### DOCUMENT
# To tell, or not to tell...the family of the cheating husband



## Mary1214 (Mar 19, 2013)

Hi Everyone,
I would love to hear opinions on whether or not to tell the family of my cheating husband why I am leaving him. I am really close with his family, but I don't know if it is overstepping my boundaries if I tell his family. I don't want them to hate me, and I'm sure he is going to feed them some bullcrap about what a horrible person I am and make up some other sorry excuse for why I am leaving. 

Thanks in advance!!:scratchhead:


----------



## Affaircare (Jan 11, 2010)

Mary, 

I can only speak from my experience. When my exH left me, our kids and our business to move to another state with his mistress, he didn't tell anyone anything. He SURELY did not tell his family he had been cheating on me! So a few days after he disappeared, his mom called and asked if I knew where he was. I did tell her the truth but did not drag his name through the mud or rant and rave. I said, "I have not had confirmation but I do believe I know where he is. <name> has been having an affair with a woman and he told me it was between him and I so I had not said anything. I believe he has moved to <state> to be with her." 

Namely, I kept it factual and didn't speak in anger, but also was no longer going to hide what he was doing to help him do it better. If he wanted to cheat that's his choice but he'd be doing it in broad daylight rather than in secret.


----------



## verpin zal (Feb 23, 2013)

### GIVEN INSTRUCTION 1
Using the thread about whether to tell a cheating husband's family, decide whether each statement agrees with it: (a) Mary1214 is close with her husband's family. (b) Affaircare's ex-husband told his family about the affair. (c) Affaircare told the ex-husband's mother the truth. Answer yes or no for each, quoting the deciding words of the thread.
### GIVEN INSTRUCTION 2
In the thread about whether to tell a cheating husband's family, who called Affaircare a few days after the ex-husband disappeared?
### GIVEN INSTRUCTION 3
Write the next part of the thread about whether to tell a cheating husband's family, beginning after its last line.

Raw records

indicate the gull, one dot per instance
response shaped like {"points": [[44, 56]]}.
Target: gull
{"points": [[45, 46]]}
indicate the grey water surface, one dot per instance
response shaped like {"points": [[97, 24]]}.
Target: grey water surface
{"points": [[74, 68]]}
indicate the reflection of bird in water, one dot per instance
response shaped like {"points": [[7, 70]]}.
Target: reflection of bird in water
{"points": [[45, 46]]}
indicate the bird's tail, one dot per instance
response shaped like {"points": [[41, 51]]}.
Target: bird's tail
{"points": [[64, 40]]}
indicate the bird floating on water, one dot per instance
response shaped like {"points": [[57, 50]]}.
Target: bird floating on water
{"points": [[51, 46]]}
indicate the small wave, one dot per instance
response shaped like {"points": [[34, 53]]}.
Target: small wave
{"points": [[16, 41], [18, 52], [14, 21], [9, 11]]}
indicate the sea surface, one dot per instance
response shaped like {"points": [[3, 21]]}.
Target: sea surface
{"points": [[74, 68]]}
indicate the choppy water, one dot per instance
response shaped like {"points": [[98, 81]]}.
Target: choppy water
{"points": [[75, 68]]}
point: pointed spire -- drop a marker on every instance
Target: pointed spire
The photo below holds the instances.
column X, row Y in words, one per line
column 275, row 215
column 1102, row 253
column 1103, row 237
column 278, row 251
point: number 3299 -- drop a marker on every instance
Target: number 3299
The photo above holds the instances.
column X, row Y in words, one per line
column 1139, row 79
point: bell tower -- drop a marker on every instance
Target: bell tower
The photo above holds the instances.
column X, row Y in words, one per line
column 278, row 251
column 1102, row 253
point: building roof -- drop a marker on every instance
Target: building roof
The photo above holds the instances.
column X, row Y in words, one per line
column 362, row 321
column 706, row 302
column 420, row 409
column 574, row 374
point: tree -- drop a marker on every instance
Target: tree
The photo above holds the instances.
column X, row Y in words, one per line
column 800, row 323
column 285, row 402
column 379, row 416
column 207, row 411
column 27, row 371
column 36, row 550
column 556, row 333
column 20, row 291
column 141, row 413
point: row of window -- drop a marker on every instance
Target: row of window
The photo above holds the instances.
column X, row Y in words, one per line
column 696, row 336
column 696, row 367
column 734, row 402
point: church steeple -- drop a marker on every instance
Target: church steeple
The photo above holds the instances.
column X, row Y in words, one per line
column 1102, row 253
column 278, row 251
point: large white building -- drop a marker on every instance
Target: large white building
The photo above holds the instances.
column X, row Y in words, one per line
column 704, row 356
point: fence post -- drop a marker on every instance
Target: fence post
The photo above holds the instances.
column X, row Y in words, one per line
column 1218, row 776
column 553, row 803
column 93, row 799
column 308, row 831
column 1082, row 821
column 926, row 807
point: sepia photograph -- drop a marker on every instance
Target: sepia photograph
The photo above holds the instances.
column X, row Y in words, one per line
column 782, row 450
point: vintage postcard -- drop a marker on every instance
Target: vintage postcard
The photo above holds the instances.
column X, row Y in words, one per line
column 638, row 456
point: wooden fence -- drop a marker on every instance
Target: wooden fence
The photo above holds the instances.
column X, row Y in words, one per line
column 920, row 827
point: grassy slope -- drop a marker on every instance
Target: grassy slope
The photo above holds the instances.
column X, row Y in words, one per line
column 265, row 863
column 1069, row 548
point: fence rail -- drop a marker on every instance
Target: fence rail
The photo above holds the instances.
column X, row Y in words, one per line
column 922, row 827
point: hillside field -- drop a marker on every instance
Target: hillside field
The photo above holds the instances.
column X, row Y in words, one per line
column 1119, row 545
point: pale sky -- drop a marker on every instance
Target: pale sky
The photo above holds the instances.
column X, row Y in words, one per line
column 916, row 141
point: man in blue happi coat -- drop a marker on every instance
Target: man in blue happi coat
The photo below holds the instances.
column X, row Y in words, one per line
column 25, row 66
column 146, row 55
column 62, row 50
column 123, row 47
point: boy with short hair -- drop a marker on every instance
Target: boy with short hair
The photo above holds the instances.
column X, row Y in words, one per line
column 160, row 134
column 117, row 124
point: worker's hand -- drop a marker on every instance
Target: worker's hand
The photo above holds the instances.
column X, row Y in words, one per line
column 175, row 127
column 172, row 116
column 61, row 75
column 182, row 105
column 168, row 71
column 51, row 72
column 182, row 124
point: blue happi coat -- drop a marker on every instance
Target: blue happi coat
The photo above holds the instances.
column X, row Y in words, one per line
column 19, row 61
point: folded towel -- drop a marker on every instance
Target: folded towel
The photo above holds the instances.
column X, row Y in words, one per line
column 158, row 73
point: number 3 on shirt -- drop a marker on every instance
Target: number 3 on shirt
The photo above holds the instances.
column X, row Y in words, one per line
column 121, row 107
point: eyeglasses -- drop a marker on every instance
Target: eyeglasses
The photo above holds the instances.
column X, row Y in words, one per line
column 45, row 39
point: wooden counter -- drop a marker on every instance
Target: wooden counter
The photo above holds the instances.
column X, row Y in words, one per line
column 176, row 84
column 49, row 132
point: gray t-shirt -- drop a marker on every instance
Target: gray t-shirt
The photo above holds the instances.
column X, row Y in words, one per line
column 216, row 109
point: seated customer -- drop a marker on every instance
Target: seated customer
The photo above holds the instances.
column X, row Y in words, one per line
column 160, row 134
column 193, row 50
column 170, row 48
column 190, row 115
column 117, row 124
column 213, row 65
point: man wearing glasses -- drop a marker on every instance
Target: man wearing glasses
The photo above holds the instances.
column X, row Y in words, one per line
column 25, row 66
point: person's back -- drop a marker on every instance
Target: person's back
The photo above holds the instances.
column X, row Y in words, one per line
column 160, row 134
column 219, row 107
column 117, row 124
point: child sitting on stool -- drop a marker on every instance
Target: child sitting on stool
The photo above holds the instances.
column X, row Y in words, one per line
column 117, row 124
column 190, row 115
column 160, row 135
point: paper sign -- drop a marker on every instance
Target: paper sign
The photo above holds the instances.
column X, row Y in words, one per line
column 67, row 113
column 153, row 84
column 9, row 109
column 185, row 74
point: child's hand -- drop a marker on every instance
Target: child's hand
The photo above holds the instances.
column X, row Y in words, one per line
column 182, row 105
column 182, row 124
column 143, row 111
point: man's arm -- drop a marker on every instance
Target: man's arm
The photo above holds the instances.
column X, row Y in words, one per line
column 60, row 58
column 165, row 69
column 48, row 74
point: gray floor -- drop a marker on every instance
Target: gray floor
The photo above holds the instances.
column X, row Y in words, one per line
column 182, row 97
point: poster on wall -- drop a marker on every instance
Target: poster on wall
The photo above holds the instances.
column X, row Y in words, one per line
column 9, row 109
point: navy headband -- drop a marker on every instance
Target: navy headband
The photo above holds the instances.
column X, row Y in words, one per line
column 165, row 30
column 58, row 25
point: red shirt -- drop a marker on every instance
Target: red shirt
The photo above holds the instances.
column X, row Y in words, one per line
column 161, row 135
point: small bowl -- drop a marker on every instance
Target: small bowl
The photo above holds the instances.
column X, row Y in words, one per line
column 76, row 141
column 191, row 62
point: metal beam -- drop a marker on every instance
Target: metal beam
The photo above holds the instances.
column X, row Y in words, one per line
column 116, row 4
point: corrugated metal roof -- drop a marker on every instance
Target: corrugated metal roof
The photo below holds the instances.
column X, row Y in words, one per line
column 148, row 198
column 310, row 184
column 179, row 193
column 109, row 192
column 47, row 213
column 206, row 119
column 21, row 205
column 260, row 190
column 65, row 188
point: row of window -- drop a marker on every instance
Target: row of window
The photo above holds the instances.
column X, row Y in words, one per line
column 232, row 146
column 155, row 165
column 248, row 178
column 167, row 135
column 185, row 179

### RIGHT ANSWER 1
(a) Yes: "I am really close with his family"
(b) No: "He SURELY did not tell his family he had been cheating on me!"
(c) Yes: "I did tell her the truth but did not drag his name through the mud or rant and rave."

### RIGHT ANSWER 2
His mom called, asking whether Affaircare knew where he was.

### RIGHT ANSWER 3
If they will hate you because of your husband's actions, start running now. Nobody comes up with some story of infidelity out of the blue.


----------



## Mary1214 (Mar 19, 2013)

I know they won't hate me. They already have a good idea of what type of person he is and I know they will always love me as I will them. I just don't want them to think that I am "trashing" him. I don't know if it is inappropriate for me to involve them.


----------



## Affaircare (Jan 11, 2010)

Here's the way I see it, Mary. You are not "trashing him." You are speaking the truth as factually as you can. It is his ACTIONS that are "trashing him." Make sense? You just tell them a statement like "I wanted you to know we are divorcing because I found out he was cheating. I would have considered reconciliation if he stopped cheating but he did not want to do that. I love you and will always consider you family by choice, but sadly we won't be family by blood any longer."


----------



## Shaggy (Jul 17, 2011)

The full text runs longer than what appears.